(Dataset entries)
------------------------------------------------------------------------
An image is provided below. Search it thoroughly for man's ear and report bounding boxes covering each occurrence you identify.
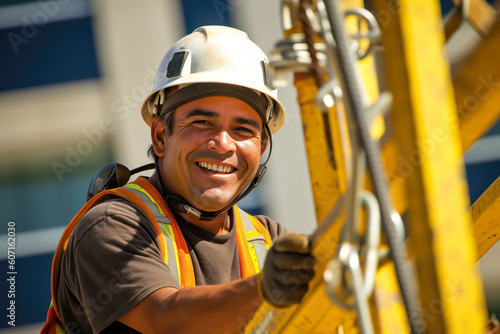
[151,117,167,157]
[261,139,268,155]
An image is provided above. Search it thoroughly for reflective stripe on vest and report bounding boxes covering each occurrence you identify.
[237,207,271,271]
[123,182,182,284]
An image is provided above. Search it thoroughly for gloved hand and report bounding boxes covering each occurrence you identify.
[258,233,316,308]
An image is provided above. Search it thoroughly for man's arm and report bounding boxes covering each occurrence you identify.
[119,233,315,334]
[119,275,261,334]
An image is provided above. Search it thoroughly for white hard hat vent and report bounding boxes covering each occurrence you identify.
[261,60,276,91]
[166,51,190,79]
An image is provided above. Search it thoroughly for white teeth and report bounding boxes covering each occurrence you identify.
[198,162,233,173]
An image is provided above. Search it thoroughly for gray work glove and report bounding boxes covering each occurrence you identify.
[258,233,316,308]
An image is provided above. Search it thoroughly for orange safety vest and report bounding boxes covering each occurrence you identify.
[41,176,272,334]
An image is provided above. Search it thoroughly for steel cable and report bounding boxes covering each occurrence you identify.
[321,0,425,332]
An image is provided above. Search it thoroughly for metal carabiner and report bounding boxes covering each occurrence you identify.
[323,190,382,303]
[324,241,375,334]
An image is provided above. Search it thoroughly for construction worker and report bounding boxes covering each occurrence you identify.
[42,25,315,334]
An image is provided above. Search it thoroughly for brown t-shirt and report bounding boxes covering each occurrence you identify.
[57,198,286,333]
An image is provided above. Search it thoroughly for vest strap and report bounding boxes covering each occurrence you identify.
[236,207,272,273]
[123,183,181,285]
[127,177,196,288]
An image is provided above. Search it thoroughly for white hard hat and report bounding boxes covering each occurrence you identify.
[141,25,285,134]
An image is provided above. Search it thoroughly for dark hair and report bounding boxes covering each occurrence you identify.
[147,109,175,160]
[147,109,269,160]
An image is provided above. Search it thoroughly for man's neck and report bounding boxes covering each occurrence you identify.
[177,210,232,235]
[149,173,232,235]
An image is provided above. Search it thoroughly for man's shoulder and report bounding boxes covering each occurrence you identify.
[82,197,146,224]
[71,197,153,245]
[251,214,287,241]
[90,196,146,218]
[252,214,274,228]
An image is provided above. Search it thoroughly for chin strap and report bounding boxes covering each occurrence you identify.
[155,125,273,221]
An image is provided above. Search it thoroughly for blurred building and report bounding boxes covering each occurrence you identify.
[0,1,316,331]
[0,0,498,332]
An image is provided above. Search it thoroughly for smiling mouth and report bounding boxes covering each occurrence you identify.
[197,162,235,174]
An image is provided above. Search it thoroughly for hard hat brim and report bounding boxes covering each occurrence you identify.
[141,72,285,134]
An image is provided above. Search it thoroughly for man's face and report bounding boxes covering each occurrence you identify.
[153,96,266,212]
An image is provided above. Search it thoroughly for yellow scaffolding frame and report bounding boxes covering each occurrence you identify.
[245,0,498,332]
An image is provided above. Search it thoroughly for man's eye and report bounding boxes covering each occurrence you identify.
[193,120,211,125]
[236,127,255,135]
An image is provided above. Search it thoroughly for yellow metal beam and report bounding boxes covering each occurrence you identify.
[295,73,346,222]
[372,0,487,333]
[454,16,500,151]
[470,176,500,260]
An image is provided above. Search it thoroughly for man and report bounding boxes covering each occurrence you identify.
[43,26,315,334]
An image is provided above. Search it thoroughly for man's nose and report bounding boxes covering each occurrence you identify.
[207,130,237,153]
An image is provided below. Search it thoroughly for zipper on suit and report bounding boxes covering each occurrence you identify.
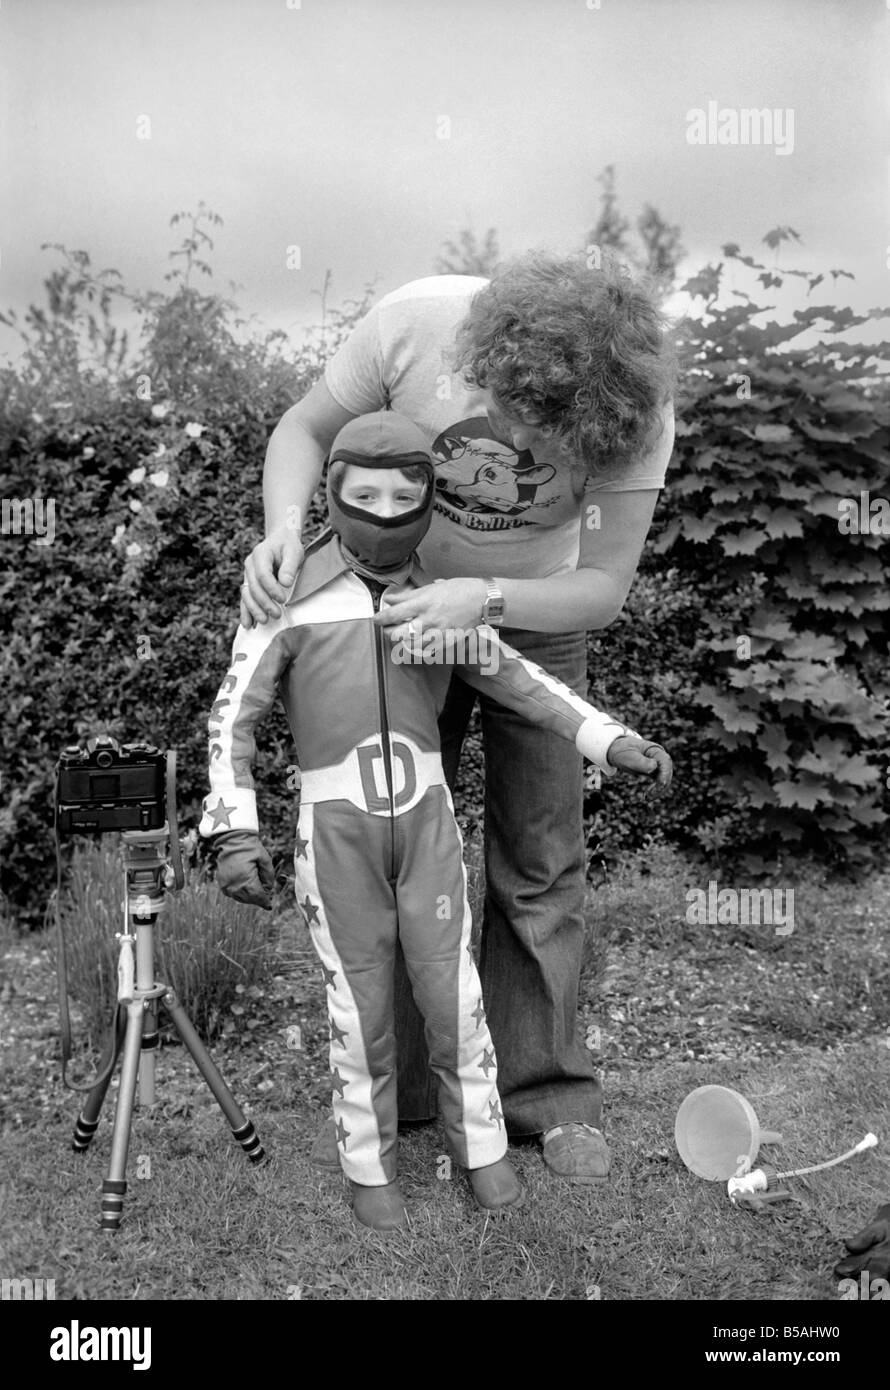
[369,582,397,879]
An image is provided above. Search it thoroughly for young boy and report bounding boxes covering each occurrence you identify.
[199,411,672,1231]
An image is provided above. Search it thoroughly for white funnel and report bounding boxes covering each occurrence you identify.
[675,1085,782,1182]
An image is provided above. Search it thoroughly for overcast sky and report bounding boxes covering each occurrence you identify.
[1,0,887,361]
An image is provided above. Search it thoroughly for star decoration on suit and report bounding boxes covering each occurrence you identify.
[300,895,320,926]
[208,796,236,831]
[335,1117,350,1149]
[330,1019,348,1047]
[294,832,309,860]
[471,999,486,1029]
[488,1100,504,1128]
[320,963,337,989]
[330,1067,347,1098]
[479,1048,496,1077]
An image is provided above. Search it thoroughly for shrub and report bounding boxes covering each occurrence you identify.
[55,837,272,1046]
[638,235,890,871]
[1,215,887,930]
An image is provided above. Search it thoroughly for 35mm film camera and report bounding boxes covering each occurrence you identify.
[55,736,168,834]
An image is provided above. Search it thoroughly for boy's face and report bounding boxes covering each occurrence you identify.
[338,465,427,519]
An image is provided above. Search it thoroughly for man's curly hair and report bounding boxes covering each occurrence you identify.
[452,250,677,476]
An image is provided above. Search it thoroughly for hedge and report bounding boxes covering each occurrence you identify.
[1,228,887,928]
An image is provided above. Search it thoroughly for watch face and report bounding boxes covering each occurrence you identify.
[484,596,505,622]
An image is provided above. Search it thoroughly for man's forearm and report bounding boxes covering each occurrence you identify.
[497,568,627,634]
[263,408,327,537]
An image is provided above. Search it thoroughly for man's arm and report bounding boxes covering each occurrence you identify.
[241,379,360,626]
[496,487,661,632]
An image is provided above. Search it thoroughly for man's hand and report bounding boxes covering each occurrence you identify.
[373,578,488,641]
[834,1202,890,1281]
[215,831,275,910]
[606,736,673,798]
[241,525,305,628]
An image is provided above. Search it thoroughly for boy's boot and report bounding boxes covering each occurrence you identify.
[467,1156,524,1210]
[349,1179,407,1231]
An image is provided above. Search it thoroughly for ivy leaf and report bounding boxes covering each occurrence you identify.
[773,775,830,809]
[753,423,794,443]
[760,725,792,771]
[752,506,804,539]
[722,527,769,556]
[738,774,777,807]
[728,663,782,689]
[750,619,795,644]
[762,226,802,250]
[797,746,877,786]
[681,265,722,300]
[682,515,721,544]
[783,633,843,661]
[797,422,852,443]
[775,478,817,502]
[696,691,762,733]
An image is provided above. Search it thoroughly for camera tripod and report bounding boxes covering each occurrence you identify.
[70,826,266,1231]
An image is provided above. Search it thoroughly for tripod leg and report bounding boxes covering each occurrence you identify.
[100,999,145,1232]
[71,1005,127,1152]
[161,987,266,1165]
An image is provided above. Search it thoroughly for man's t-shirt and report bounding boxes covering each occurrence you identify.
[324,275,674,581]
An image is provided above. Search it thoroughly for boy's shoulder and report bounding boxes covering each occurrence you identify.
[283,529,344,607]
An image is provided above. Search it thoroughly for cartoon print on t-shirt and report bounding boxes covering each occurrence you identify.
[432,417,557,521]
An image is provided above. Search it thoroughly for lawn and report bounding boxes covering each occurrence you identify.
[1,842,888,1301]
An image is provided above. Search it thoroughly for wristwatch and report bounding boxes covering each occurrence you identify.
[481,579,505,627]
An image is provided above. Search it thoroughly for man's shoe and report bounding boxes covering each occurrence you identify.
[541,1123,610,1183]
[308,1115,340,1170]
[467,1156,524,1210]
[349,1179,407,1231]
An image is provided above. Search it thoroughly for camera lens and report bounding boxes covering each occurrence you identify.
[96,751,113,768]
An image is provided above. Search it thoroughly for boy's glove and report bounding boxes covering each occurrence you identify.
[214,830,275,910]
[606,736,673,798]
[834,1202,890,1281]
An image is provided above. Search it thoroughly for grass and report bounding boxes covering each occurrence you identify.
[53,837,272,1045]
[1,842,889,1301]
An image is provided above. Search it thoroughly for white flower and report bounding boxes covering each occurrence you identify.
[31,411,44,424]
[149,469,169,488]
[128,466,146,484]
[125,542,142,557]
[151,403,169,419]
[153,443,167,458]
[81,447,95,459]
[184,421,204,439]
[129,499,143,514]
[111,524,126,547]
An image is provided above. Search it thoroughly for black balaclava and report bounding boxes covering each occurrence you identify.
[326,411,436,571]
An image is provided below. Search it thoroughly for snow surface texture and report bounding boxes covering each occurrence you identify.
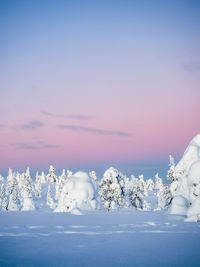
[0,211,199,267]
[170,134,200,222]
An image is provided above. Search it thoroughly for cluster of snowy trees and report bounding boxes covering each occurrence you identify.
[0,134,199,221]
[0,164,170,214]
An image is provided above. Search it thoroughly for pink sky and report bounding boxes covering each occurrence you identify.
[0,1,200,176]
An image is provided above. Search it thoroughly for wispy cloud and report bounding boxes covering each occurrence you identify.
[0,124,6,129]
[42,110,93,121]
[58,125,132,137]
[11,141,60,150]
[16,120,45,131]
[183,62,200,72]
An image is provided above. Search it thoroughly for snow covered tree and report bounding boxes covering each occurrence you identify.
[46,184,55,209]
[126,178,150,210]
[0,174,4,181]
[1,184,8,211]
[154,173,163,189]
[8,177,19,211]
[157,184,173,210]
[40,172,46,183]
[167,155,177,181]
[146,179,154,191]
[89,171,97,180]
[99,167,127,211]
[35,174,42,198]
[20,172,35,211]
[46,165,57,182]
[58,169,66,186]
[67,170,72,178]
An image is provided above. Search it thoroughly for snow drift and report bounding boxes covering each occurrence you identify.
[170,134,200,221]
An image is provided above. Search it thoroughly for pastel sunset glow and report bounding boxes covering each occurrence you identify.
[1,0,200,177]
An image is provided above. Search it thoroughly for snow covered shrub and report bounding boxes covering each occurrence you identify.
[55,171,98,214]
[99,167,128,211]
[157,184,173,210]
[126,178,149,210]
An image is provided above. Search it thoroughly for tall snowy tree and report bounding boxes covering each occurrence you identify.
[46,184,55,209]
[21,172,35,211]
[46,166,58,182]
[58,169,66,186]
[8,176,19,211]
[167,155,177,181]
[35,174,42,198]
[1,184,8,211]
[154,173,163,189]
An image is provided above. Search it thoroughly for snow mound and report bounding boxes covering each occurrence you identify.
[175,134,200,177]
[54,171,98,214]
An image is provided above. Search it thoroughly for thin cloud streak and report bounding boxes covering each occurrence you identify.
[20,120,45,130]
[58,125,132,137]
[11,141,60,150]
[183,62,200,72]
[42,110,93,121]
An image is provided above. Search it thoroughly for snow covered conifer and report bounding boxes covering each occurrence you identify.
[99,167,127,211]
[21,172,35,211]
[46,184,55,209]
[58,169,66,186]
[126,178,149,210]
[0,174,4,181]
[8,177,19,211]
[167,155,177,181]
[1,184,8,211]
[146,179,154,191]
[89,171,97,180]
[157,184,173,210]
[67,170,72,178]
[155,173,163,189]
[40,172,46,183]
[35,174,42,198]
[46,165,57,182]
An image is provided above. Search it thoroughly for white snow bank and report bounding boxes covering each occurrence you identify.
[54,171,98,214]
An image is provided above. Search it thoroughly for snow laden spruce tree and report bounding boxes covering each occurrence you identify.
[20,168,35,211]
[0,184,8,211]
[46,184,55,209]
[99,167,128,211]
[46,165,58,183]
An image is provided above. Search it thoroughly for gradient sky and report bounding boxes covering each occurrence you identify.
[0,0,200,178]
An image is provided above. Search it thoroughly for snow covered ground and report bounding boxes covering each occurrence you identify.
[0,210,200,267]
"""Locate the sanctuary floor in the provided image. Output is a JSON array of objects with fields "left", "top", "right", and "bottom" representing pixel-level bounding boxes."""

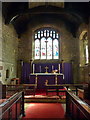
[
  {"left": 22, "top": 89, "right": 68, "bottom": 120},
  {"left": 22, "top": 103, "right": 67, "bottom": 120}
]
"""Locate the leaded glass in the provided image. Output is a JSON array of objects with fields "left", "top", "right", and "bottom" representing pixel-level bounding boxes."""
[
  {"left": 53, "top": 34, "right": 55, "bottom": 38},
  {"left": 34, "top": 28, "right": 59, "bottom": 60},
  {"left": 53, "top": 39, "right": 59, "bottom": 59},
  {"left": 47, "top": 32, "right": 49, "bottom": 37},
  {"left": 47, "top": 37, "right": 52, "bottom": 59},
  {"left": 38, "top": 31, "right": 40, "bottom": 34},
  {"left": 50, "top": 31, "right": 52, "bottom": 37},
  {"left": 38, "top": 33, "right": 40, "bottom": 38},
  {"left": 41, "top": 37, "right": 46, "bottom": 59},
  {"left": 44, "top": 31, "right": 46, "bottom": 37},
  {"left": 35, "top": 34, "right": 37, "bottom": 39},
  {"left": 41, "top": 31, "right": 43, "bottom": 37},
  {"left": 56, "top": 33, "right": 59, "bottom": 38},
  {"left": 35, "top": 39, "right": 40, "bottom": 59},
  {"left": 86, "top": 45, "right": 89, "bottom": 63}
]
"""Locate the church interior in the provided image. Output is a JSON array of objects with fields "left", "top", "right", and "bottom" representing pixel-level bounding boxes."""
[{"left": 0, "top": 1, "right": 90, "bottom": 120}]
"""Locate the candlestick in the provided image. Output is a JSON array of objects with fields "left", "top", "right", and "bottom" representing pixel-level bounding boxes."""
[
  {"left": 40, "top": 66, "right": 41, "bottom": 73},
  {"left": 55, "top": 75, "right": 57, "bottom": 85},
  {"left": 59, "top": 64, "right": 60, "bottom": 73},
  {"left": 35, "top": 75, "right": 37, "bottom": 84},
  {"left": 52, "top": 65, "right": 54, "bottom": 71},
  {"left": 33, "top": 64, "right": 35, "bottom": 74}
]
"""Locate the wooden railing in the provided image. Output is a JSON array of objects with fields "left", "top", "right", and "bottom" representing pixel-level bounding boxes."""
[
  {"left": 1, "top": 84, "right": 90, "bottom": 120},
  {"left": 6, "top": 84, "right": 37, "bottom": 96},
  {"left": 66, "top": 91, "right": 90, "bottom": 120},
  {"left": 0, "top": 91, "right": 25, "bottom": 120},
  {"left": 45, "top": 84, "right": 90, "bottom": 119},
  {"left": 45, "top": 84, "right": 84, "bottom": 96}
]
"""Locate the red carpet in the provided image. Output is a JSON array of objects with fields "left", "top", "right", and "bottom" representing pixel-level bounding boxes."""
[{"left": 22, "top": 103, "right": 65, "bottom": 119}]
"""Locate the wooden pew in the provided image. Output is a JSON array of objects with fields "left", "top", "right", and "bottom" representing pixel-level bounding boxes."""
[
  {"left": 66, "top": 91, "right": 90, "bottom": 120},
  {"left": 0, "top": 84, "right": 6, "bottom": 99},
  {"left": 0, "top": 91, "right": 25, "bottom": 120}
]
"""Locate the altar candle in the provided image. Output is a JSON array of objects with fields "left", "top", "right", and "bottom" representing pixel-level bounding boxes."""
[
  {"left": 40, "top": 66, "right": 41, "bottom": 73},
  {"left": 52, "top": 65, "right": 54, "bottom": 70},
  {"left": 33, "top": 64, "right": 35, "bottom": 73},
  {"left": 59, "top": 64, "right": 60, "bottom": 73}
]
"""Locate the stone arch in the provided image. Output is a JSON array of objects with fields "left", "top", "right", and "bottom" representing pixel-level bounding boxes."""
[{"left": 79, "top": 30, "right": 88, "bottom": 66}]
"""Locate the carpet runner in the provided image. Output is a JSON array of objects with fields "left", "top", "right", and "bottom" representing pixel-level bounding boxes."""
[{"left": 22, "top": 103, "right": 65, "bottom": 119}]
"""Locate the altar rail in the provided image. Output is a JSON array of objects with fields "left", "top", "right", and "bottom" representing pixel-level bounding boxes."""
[
  {"left": 6, "top": 84, "right": 37, "bottom": 96},
  {"left": 45, "top": 84, "right": 84, "bottom": 96},
  {"left": 66, "top": 91, "right": 90, "bottom": 120},
  {"left": 0, "top": 91, "right": 25, "bottom": 120}
]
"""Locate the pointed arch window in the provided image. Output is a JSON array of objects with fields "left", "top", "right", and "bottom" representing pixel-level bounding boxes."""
[
  {"left": 34, "top": 28, "right": 59, "bottom": 60},
  {"left": 79, "top": 31, "right": 89, "bottom": 66}
]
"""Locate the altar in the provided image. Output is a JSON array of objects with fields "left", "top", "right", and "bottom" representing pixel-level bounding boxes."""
[
  {"left": 22, "top": 62, "right": 72, "bottom": 86},
  {"left": 29, "top": 73, "right": 64, "bottom": 89}
]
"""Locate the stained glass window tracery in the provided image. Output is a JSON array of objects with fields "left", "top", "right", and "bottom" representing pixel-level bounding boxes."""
[{"left": 34, "top": 28, "right": 59, "bottom": 60}]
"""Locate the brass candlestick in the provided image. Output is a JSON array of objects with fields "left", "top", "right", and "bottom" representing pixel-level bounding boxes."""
[
  {"left": 45, "top": 66, "right": 48, "bottom": 73},
  {"left": 55, "top": 75, "right": 57, "bottom": 85}
]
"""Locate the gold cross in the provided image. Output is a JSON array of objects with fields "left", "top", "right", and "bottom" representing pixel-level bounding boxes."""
[{"left": 45, "top": 66, "right": 48, "bottom": 73}]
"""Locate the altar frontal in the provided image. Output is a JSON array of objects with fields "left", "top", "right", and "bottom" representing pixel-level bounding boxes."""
[{"left": 29, "top": 63, "right": 64, "bottom": 89}]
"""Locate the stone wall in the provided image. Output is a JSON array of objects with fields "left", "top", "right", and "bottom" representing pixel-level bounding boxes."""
[
  {"left": 77, "top": 23, "right": 90, "bottom": 83},
  {"left": 0, "top": 2, "right": 2, "bottom": 83},
  {"left": 1, "top": 12, "right": 89, "bottom": 84},
  {"left": 18, "top": 17, "right": 80, "bottom": 83},
  {"left": 1, "top": 18, "right": 19, "bottom": 84}
]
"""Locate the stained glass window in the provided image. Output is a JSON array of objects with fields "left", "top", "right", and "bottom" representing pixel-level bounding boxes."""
[
  {"left": 53, "top": 39, "right": 59, "bottom": 59},
  {"left": 34, "top": 28, "right": 59, "bottom": 60},
  {"left": 86, "top": 45, "right": 89, "bottom": 64},
  {"left": 35, "top": 39, "right": 40, "bottom": 59},
  {"left": 47, "top": 37, "right": 52, "bottom": 59},
  {"left": 41, "top": 37, "right": 46, "bottom": 59}
]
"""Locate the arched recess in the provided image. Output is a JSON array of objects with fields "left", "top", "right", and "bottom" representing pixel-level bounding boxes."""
[{"left": 79, "top": 30, "right": 89, "bottom": 66}]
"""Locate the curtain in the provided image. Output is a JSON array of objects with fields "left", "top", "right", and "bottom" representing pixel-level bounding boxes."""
[
  {"left": 21, "top": 62, "right": 30, "bottom": 83},
  {"left": 63, "top": 63, "right": 73, "bottom": 84},
  {"left": 21, "top": 62, "right": 73, "bottom": 84},
  {"left": 33, "top": 63, "right": 62, "bottom": 73}
]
------------------------------------------------------------------------
WORK REQUIRED: In the records above, return precisely the line containing "the curtain in" and each line that comes after it, up to the final one.

SOLUTION FOR THIS TASK:
"""Locate the curtain in the provided image. Output is a JSON array of objects with fields "left", "top", "right", and "bottom" representing pixel-level bounding boxes."""
[
  {"left": 21, "top": 62, "right": 30, "bottom": 83},
  {"left": 63, "top": 63, "right": 73, "bottom": 84},
  {"left": 21, "top": 62, "right": 73, "bottom": 84},
  {"left": 33, "top": 63, "right": 62, "bottom": 73}
]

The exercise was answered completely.